● **Task statement**: Every entry should be transcribed word for word, so that nothing is missing.

[Opening Available data section]

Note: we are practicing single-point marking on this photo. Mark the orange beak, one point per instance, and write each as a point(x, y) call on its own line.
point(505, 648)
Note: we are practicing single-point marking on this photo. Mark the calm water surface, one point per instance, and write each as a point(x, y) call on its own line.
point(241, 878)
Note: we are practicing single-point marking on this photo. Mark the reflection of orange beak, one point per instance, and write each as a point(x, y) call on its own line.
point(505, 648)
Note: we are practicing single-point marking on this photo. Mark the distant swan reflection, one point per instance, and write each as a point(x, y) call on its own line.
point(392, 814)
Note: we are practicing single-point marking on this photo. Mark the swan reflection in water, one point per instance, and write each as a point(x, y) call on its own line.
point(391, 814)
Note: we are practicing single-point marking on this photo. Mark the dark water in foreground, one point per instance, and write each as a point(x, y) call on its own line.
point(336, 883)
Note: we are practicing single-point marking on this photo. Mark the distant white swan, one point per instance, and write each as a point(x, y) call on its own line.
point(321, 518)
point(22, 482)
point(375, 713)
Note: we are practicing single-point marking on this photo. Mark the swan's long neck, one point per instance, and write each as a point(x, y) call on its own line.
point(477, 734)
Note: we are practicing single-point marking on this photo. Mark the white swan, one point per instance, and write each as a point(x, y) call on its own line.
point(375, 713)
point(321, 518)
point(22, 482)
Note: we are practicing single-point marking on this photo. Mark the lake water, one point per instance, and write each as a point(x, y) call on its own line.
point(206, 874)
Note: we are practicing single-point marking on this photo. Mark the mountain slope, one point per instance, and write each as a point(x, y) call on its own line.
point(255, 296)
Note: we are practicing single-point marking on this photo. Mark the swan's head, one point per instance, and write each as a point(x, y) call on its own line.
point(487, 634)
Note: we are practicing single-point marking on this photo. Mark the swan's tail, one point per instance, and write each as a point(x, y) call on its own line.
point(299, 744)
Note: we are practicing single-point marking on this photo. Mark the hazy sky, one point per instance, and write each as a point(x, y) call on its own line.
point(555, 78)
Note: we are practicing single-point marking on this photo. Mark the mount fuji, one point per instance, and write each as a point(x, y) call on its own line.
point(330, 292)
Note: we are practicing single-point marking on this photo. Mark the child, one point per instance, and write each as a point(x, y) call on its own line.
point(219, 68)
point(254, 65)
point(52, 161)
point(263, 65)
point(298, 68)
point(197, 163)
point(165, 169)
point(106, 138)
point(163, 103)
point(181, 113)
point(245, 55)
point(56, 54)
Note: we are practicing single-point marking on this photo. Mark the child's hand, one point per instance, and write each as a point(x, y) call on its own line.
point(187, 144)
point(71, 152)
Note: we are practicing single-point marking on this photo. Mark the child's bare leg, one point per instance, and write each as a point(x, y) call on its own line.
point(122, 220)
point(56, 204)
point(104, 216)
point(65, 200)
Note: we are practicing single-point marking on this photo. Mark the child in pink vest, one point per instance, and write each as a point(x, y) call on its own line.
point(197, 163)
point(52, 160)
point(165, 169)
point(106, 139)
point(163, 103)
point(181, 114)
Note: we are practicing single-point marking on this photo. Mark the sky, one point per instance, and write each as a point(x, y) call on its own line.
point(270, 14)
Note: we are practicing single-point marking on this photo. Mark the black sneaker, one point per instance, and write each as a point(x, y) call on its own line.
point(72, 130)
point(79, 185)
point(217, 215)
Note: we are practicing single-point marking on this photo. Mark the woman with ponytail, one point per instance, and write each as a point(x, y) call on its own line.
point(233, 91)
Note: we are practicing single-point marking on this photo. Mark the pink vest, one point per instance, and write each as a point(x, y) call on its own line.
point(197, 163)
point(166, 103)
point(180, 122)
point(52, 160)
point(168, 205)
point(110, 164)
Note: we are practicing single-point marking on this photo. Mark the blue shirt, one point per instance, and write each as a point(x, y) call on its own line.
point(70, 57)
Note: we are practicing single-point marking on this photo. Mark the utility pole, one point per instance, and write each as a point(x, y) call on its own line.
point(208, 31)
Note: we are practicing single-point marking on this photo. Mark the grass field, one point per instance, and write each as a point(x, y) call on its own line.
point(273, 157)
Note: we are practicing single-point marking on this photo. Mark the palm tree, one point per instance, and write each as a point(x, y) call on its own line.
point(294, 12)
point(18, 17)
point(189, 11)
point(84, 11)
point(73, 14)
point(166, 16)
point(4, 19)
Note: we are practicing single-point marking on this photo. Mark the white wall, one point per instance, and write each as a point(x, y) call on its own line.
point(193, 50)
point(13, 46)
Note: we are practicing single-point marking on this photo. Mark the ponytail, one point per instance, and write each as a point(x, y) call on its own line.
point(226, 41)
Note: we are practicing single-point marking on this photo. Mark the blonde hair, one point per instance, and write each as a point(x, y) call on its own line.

[Closing Available data section]

● **Written response**:
Note: we are practicing single-point marking on this photo. Mark the orange beak, one point per instance, and write each as a point(x, y) call on its own line.
point(505, 648)
Note: we are practicing single-point marking on this photo. Mark the calm water surface, one point per instance, and write each as a point(x, y) call on its own line.
point(241, 878)
Note: we are practicing single-point marking on this photo. Mark the reflection of orange beak, one point per instance, and write each as a point(x, y) call on its own line.
point(505, 648)
Note: we are practicing single-point marking on this photo. Mark the distant swan reflection, one point per instance, and write each as a point(x, y) call on its own line.
point(392, 814)
Note: we are practicing single-point marking on this photo. Mark the swan reflection in water, one point per instance, and write each as a point(x, y) call on its own line.
point(391, 814)
Note: we are practicing single-point marking on this photo. Mark the dark water in foreground, one point per instance, and write each as a point(x, y) call on its own line.
point(336, 883)
Note: we are practicing single-point marking on this photo. Mark the distant white swan, one point per instance, and write each as a point(x, y) call on its own line.
point(321, 518)
point(22, 482)
point(375, 713)
Note: we are practicing single-point marking on this photo. Mark the swan's long neck, one point per instance, and write each as a point(x, y) call on its own line.
point(477, 734)
Note: we are practicing single-point marking on this photo. Mark the white swan, one point per instance, and write each as a point(x, y) call on its own line.
point(375, 713)
point(321, 518)
point(22, 482)
Note: we are practicing single-point marking on this photo. Mark the lake water, one point per instance, and write each as a point(x, y) call on its own line.
point(206, 874)
Note: we are practicing single-point marking on this photo. Mark the mountain slope, one point per instance, and write each as a point(x, y) call on its own line.
point(255, 296)
Note: we are practicing single-point marking on this photo. Mark the swan's head, one point per instance, and write each as a point(x, y) call on its own line.
point(487, 634)
Note: we are practicing single-point marking on this photo. Mark the swan's tail, one point per instance, and write each as a point(x, y) call on its own line.
point(299, 744)
Note: we are practicing single-point marking on this photo. Mark the hazy sky, one point per instance, and write each as a point(x, y) call on its own line.
point(555, 78)
Note: we are practicing single-point marking on this photo. Mark the mount fuji, one point per instance, and write each as a point(x, y) call on its own line.
point(330, 292)
Note: we are practicing single-point marking on this photo. Mark the child, one point per instance, and write each as a point(x, y) call on its own line.
point(219, 68)
point(254, 65)
point(52, 161)
point(263, 65)
point(298, 68)
point(197, 163)
point(165, 169)
point(106, 138)
point(163, 103)
point(181, 113)
point(245, 55)
point(56, 54)
Note: we are practicing single-point marking on this photo. Mark the child's hand, one point per instance, and write each as a point(x, y) call on its own line.
point(187, 144)
point(71, 152)
Note: we are practicing single-point marking on this photo. Mark the child's bare leg, one point per instance, and write each as a point(x, y) call on its own line.
point(122, 220)
point(56, 204)
point(104, 216)
point(65, 200)
Note: we are practicing single-point marking on this photo. Mark the child in pink vest, one point per instance, and write each as a point(x, y) call on its own line.
point(197, 163)
point(52, 160)
point(165, 169)
point(106, 139)
point(163, 103)
point(181, 114)
Note: we are practicing single-point marking on this photo. Mark the sky, one point per instance, and write each as a point(x, y) call on its own line.
point(270, 14)
Note: we are practicing single-point marking on this photo. Mark the black sneaker, one point per instance, and write each as a point(x, y) call on its own line.
point(72, 130)
point(79, 185)
point(217, 215)
Note: we are practicing single-point marking on this photo. Mark the woman with ponytail, one point per instance, and write each as a point(x, y) call on its own line.
point(233, 91)
Note: we are practicing single-point marking on this photo. Mark the pink vest, one point per instance, and write each as a point(x, y) call on its own line.
point(197, 163)
point(166, 103)
point(180, 122)
point(52, 160)
point(168, 205)
point(110, 164)
Note: we are practicing single-point marking on this photo. Mark the blue shirt, one point per instance, and write each as a point(x, y) call on its own line.
point(70, 57)
Note: we are practicing single-point marking on this photo. Mark the utility pole, one point per instance, and write each as a point(x, y) call on its own line.
point(208, 31)
Note: we are practicing single-point marking on this photo. Mark the grass field, one point per instance, and write each as a point(x, y) call on its own line.
point(273, 157)
Note: we are practicing single-point marking on this photo. Mark the palm tree, one point per instance, and write each as a point(x, y) call on its own line.
point(294, 12)
point(18, 17)
point(189, 11)
point(84, 11)
point(73, 14)
point(166, 16)
point(4, 19)
Note: we are practicing single-point marking on this photo. Mark the white wall, one point per instance, and write each as a point(x, y) call on its own line.
point(193, 50)
point(13, 46)
Note: we are practicing single-point marking on this photo. Mark the ponytail, one point per instance, and write each as a point(x, y) call on its own line.
point(226, 41)
Note: we are practicing single-point marking on this photo. Mark the blonde hair, one point per instance, and write each as a point(x, y) call on its own line.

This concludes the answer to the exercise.